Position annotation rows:
+++
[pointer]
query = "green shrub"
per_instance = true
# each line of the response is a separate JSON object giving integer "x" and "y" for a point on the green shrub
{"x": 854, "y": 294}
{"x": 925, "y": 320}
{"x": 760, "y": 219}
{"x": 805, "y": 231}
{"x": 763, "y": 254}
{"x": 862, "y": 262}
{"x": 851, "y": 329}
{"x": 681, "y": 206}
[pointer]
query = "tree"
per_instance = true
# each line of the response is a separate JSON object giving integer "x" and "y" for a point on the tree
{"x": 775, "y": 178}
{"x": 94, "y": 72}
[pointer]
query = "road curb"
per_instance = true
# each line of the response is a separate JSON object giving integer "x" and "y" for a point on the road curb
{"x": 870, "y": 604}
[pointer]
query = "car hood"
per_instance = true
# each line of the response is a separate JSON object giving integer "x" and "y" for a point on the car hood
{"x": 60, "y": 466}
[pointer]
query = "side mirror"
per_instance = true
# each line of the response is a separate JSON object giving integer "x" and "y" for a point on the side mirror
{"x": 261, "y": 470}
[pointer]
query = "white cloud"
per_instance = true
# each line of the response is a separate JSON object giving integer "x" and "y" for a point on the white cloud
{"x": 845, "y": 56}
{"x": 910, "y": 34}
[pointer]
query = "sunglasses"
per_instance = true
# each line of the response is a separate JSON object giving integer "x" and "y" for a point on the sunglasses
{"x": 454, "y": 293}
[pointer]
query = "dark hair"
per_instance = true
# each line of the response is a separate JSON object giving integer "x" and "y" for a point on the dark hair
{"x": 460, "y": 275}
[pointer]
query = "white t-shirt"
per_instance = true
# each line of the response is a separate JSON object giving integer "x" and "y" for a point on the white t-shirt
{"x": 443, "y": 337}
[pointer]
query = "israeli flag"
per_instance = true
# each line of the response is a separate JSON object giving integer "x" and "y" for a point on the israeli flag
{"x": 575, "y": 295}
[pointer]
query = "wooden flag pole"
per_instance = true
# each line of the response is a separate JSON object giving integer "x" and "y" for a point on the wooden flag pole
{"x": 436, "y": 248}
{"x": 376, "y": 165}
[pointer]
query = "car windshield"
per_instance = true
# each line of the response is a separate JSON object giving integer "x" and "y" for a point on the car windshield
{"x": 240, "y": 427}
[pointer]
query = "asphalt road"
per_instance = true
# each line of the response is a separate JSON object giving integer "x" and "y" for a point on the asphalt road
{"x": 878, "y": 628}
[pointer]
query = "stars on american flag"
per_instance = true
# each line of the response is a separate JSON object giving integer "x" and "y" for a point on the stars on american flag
+++
■ **WHAT THE TASK REQUIRES**:
Select every line in the rows above that contains the word "windshield", matching case exactly.

■ **THE OUTPUT**:
query = "car windshield"
# each line of the response is a separate JSON object giving integer "x" and "y" for a point on the car windshield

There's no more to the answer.